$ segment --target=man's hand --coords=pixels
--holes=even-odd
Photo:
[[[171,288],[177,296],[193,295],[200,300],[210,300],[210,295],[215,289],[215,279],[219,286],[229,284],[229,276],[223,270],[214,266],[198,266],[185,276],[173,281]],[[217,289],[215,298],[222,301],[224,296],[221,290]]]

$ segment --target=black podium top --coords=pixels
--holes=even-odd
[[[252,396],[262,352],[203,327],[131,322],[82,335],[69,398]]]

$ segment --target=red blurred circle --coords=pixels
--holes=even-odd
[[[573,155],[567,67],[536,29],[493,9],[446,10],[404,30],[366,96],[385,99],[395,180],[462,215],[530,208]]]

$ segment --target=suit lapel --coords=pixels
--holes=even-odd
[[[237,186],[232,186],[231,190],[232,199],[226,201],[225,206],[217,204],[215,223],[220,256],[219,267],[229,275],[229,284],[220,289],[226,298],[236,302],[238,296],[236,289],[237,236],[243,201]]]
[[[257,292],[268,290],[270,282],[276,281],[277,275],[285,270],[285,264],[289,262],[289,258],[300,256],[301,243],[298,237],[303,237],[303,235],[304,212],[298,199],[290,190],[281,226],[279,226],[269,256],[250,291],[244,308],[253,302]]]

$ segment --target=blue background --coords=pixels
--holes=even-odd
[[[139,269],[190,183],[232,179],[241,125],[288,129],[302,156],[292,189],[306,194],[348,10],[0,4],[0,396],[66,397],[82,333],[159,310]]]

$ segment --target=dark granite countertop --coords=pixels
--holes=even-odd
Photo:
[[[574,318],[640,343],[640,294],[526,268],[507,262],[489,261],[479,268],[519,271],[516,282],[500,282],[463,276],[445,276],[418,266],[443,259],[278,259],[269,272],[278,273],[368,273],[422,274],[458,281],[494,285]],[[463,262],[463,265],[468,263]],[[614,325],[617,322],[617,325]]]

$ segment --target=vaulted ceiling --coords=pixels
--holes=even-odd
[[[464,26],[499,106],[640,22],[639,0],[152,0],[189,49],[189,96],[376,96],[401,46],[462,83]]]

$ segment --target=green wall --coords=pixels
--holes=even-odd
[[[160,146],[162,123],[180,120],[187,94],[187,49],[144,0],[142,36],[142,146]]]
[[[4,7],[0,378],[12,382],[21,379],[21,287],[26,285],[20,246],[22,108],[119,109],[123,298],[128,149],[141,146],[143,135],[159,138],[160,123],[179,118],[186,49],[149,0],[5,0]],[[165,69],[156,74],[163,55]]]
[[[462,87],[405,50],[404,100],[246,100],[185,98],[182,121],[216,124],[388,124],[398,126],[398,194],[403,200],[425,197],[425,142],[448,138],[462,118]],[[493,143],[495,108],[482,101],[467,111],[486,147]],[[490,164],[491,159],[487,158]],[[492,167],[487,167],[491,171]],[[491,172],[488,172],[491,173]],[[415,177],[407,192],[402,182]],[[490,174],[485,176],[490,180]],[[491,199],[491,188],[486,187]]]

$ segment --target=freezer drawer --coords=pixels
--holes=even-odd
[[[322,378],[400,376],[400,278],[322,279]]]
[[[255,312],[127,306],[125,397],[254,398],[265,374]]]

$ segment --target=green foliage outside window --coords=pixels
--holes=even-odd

◇ ◇ ◇ ◇ ◇

▶ Instructions for the task
The data above should be reproduced in full and exactly.

▶ Written answer
$ segment --target=man's hand --coords=pixels
--holes=even-odd
Photo:
[[[171,288],[177,296],[193,295],[200,300],[210,300],[210,295],[215,289],[215,279],[219,286],[229,284],[229,276],[223,270],[214,266],[198,266],[185,276],[173,281]],[[217,289],[215,298],[222,301],[224,296],[221,290]]]

$ segment --target=black podium top --coords=pixels
--holes=even-odd
[[[252,396],[262,352],[203,327],[131,322],[82,335],[69,398]]]

$ segment --target=red blurred circle --coords=pixels
--holes=even-odd
[[[573,155],[567,67],[536,29],[493,9],[446,10],[404,30],[366,96],[385,99],[395,180],[462,215],[530,208]]]

$ segment --target=suit lapel --coords=pixels
--holes=even-odd
[[[237,186],[232,186],[231,190],[232,199],[226,201],[225,206],[217,204],[215,223],[220,256],[219,267],[229,275],[229,284],[220,289],[226,298],[236,302],[238,296],[236,289],[237,236],[243,201]]]
[[[257,292],[268,290],[270,282],[276,281],[277,275],[285,270],[285,264],[289,262],[289,258],[300,256],[301,243],[298,237],[303,237],[303,235],[304,212],[298,199],[290,190],[281,226],[279,226],[269,256],[250,291],[244,308],[253,302]]]

$ segment --target=blue background --coords=pixels
--holes=even-odd
[[[139,269],[190,183],[232,179],[241,125],[288,129],[302,156],[292,189],[306,194],[348,10],[0,4],[0,396],[66,397],[82,333],[159,310]]]

$ segment --target=dark granite countertop --coords=pixels
--holes=even-odd
Photo:
[[[574,318],[640,343],[640,294],[526,268],[507,262],[489,261],[479,268],[519,271],[516,282],[500,282],[463,276],[445,276],[418,266],[443,259],[278,259],[269,272],[278,273],[368,273],[422,274],[458,281],[494,285]],[[463,262],[463,265],[468,263]],[[614,325],[617,322],[617,325]]]

$ segment --target=vaulted ceiling --coords=pixels
--holes=even-odd
[[[464,26],[499,106],[640,22],[639,0],[152,0],[189,49],[189,96],[376,96],[401,46],[462,83]]]

$ segment --target=green wall --coords=pixels
--holes=even-odd
[[[160,146],[162,123],[180,120],[187,94],[187,49],[144,0],[142,36],[142,146]]]
[[[4,7],[0,378],[12,382],[21,379],[21,287],[26,285],[20,246],[22,108],[119,109],[123,298],[128,149],[141,146],[143,135],[159,138],[160,123],[179,118],[186,49],[149,0],[5,0]],[[165,69],[156,74],[163,55]]]
[[[462,87],[405,50],[404,100],[246,100],[185,98],[182,121],[216,124],[388,124],[398,126],[398,194],[403,200],[425,197],[425,142],[448,138],[462,118]],[[493,143],[495,108],[482,101],[467,111],[486,147]],[[490,164],[491,159],[487,158]],[[492,167],[487,167],[491,171]],[[491,172],[488,172],[491,173]],[[415,177],[407,192],[402,182]],[[490,174],[485,176],[490,180]],[[491,199],[491,188],[486,187]]]

$ segment --target=freezer drawer --coords=pixels
--holes=even-odd
[[[322,378],[400,376],[400,278],[322,279]]]
[[[255,312],[127,306],[125,397],[254,398],[265,374]]]

$ segment --target=green foliage outside window --coords=pixels
--holes=even-odd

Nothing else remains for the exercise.